* [Lo que harás]
En el texto sobre la generación triste con fotos felices, ¿cuántos segundos se mantenía quieta la persona mientras se hacía la foto?

* [Texto proporcionado]
● ● ● ●

Somos la generación triste con fotos felices. Y ya no puedo más. Seguramente tú tampoco. Estoy cansada de estar pendiente de ver qué filtro me hace más guapa, me quita los granos de la cara o me da brillo a los ojos. De que tengan que mostrar que todo ello no es real y, aunque no deja de ser necesario hablar de los cuerpos y de las caras sin estos, yo ya lo sé y sigo consumiéndolo.

Me rindo ante todo ello. Me siento en deuda con la subida de stories o posts que hablen de lo supuestamente feliz que soy cada día, mientras me puede la incertidumbre, la inseguridad y se me agita el corazón al no saber quién soy ni hacia dónde quiero ir.

Nos pasamos media vida viviendo y retratando cada momento. Soy partidaria de hacerlo porque una bonita manera de recordar es echando la vista atrás gracias a fotografías y vídeos. Pero me paro a pensarlo y me produce escalofríos. Seguramente, en muchas de las instantáneas alguien no era feliz en ese momento y, en cambio, se mantuvo quieto durante diez segundos mientras se hacía la foto y se repetía por si acaso. Sonreía sin querer hacerlo o incluso si le daba el sol de cara y no podía hacerlo bien. Y después de eso, volvía a desarmarse y a conversar con la oscuridad.

Con esto no quiero decir que todo el mundo se sienta así en todo momento, pero seguro que ahí había al menos una persona que sí lo estaba sintiendo. Que te estaba mostrando una cara de felicidad cuando no la sentía de manera permanente y plena en esa época. Cuando días atrás podía haber perdido un trabajo, haberse despedido de una persona, creído que nunca encontrará al amor verdadero, llorado porque no le gusta su cuerpo, discutido con su familia o haberse sentido vacía sin saber el motivo. O sabiéndolo, da igual.

● ● ● ●

(Datos de señalamiento de regiones)
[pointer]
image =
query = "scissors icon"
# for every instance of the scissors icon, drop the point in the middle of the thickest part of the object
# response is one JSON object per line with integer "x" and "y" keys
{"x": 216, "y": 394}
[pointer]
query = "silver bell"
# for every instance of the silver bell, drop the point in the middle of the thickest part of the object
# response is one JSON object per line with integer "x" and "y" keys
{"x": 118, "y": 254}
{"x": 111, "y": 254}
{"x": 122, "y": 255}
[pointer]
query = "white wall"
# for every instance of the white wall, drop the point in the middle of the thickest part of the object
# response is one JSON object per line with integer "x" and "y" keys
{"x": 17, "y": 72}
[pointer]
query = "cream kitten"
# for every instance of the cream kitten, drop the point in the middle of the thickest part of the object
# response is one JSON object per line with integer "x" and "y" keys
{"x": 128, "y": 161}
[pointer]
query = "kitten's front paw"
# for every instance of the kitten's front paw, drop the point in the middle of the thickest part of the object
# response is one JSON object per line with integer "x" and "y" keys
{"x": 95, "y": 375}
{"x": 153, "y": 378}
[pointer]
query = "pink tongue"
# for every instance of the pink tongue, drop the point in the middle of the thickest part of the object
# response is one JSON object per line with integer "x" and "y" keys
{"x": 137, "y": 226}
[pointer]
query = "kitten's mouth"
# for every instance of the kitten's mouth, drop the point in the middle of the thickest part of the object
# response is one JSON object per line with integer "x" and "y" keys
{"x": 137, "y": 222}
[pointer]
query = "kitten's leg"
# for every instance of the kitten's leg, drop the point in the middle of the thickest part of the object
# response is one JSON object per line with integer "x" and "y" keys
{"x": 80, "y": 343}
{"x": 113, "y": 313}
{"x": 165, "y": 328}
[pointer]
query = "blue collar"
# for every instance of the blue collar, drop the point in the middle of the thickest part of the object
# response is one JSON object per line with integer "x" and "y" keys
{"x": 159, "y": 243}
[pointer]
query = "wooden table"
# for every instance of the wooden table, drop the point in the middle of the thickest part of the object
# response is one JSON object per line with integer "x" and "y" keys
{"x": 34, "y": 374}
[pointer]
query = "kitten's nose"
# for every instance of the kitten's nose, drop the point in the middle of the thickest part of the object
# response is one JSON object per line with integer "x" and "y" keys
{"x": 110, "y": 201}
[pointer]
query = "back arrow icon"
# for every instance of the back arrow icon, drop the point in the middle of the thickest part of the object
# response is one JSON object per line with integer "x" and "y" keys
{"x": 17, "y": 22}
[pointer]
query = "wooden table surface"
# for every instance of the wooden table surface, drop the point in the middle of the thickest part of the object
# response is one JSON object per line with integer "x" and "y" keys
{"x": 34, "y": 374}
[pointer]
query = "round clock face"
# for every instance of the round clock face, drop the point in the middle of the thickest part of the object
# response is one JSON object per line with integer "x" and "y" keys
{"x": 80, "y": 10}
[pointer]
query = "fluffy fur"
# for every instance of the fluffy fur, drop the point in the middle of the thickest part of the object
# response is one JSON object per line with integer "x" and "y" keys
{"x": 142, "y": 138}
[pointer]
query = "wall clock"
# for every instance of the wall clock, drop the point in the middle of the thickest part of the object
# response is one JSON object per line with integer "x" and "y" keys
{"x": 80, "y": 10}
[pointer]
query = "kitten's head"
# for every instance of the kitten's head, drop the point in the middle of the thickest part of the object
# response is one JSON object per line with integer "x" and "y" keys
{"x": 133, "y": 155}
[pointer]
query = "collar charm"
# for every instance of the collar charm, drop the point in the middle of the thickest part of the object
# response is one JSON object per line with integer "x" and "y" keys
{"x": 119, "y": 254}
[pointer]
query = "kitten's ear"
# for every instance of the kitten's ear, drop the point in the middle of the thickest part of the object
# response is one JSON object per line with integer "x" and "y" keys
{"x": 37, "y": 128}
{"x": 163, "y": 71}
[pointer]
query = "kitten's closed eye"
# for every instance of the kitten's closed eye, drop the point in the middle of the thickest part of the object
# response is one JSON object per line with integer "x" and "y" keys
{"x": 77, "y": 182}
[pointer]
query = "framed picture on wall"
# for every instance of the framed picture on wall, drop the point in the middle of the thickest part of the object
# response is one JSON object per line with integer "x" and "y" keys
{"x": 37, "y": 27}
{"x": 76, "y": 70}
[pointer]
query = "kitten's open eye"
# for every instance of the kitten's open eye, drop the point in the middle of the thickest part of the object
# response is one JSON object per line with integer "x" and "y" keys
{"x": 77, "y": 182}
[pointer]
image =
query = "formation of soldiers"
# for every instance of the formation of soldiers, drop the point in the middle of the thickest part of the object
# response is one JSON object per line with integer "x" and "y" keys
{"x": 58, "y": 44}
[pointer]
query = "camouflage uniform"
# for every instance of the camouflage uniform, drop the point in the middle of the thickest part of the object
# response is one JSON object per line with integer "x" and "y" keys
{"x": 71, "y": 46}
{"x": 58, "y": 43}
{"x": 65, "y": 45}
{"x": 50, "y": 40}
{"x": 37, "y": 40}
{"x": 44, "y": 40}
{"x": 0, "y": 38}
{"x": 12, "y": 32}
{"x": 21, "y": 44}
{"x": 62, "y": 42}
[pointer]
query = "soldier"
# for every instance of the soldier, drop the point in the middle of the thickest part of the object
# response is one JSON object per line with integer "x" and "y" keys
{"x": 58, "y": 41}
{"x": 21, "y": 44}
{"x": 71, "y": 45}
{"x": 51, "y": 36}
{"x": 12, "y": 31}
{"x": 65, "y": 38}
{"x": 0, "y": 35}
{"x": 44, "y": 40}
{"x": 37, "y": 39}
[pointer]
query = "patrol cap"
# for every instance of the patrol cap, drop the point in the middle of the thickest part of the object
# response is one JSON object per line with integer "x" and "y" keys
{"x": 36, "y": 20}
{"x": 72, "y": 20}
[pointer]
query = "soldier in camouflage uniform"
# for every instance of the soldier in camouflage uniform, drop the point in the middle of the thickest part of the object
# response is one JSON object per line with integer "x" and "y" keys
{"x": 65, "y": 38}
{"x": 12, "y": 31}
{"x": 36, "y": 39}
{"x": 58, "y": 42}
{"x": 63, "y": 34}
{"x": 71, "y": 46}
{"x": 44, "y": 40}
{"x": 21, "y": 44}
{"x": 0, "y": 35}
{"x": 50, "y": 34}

● ● ● ●

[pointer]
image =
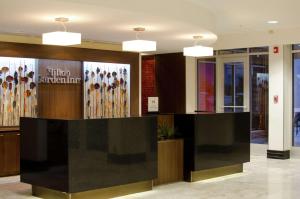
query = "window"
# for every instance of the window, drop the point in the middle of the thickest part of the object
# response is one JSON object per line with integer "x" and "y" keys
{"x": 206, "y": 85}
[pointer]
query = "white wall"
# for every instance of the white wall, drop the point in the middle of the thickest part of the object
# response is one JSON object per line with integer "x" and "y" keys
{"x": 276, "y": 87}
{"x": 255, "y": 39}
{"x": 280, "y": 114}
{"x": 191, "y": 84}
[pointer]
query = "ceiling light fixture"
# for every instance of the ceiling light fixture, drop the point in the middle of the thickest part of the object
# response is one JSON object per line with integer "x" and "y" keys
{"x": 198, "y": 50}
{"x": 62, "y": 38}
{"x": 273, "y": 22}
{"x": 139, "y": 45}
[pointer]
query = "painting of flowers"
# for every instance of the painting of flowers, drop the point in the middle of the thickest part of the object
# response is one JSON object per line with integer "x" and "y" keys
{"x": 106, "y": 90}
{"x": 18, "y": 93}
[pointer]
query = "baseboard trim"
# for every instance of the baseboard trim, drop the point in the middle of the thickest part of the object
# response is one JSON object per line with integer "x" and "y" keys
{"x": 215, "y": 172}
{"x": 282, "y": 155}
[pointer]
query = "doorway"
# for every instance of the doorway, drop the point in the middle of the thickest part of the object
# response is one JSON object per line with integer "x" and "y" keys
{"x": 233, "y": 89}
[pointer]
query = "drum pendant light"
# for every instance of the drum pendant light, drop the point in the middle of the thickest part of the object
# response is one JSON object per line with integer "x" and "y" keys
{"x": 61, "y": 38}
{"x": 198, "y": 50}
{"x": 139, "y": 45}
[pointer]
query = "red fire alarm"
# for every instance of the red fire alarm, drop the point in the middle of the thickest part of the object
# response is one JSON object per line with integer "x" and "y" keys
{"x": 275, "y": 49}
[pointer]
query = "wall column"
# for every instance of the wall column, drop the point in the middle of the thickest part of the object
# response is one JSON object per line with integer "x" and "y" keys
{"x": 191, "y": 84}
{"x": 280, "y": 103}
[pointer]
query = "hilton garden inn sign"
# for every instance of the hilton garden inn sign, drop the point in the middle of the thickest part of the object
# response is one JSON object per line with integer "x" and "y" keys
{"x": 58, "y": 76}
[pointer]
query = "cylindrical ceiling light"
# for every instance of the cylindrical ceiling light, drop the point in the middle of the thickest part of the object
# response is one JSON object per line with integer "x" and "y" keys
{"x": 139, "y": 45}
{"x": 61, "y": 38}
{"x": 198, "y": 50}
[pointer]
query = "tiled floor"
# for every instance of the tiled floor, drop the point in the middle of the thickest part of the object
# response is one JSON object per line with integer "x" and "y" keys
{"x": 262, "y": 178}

● ● ● ●

* [Respuesta]
Diez segundos.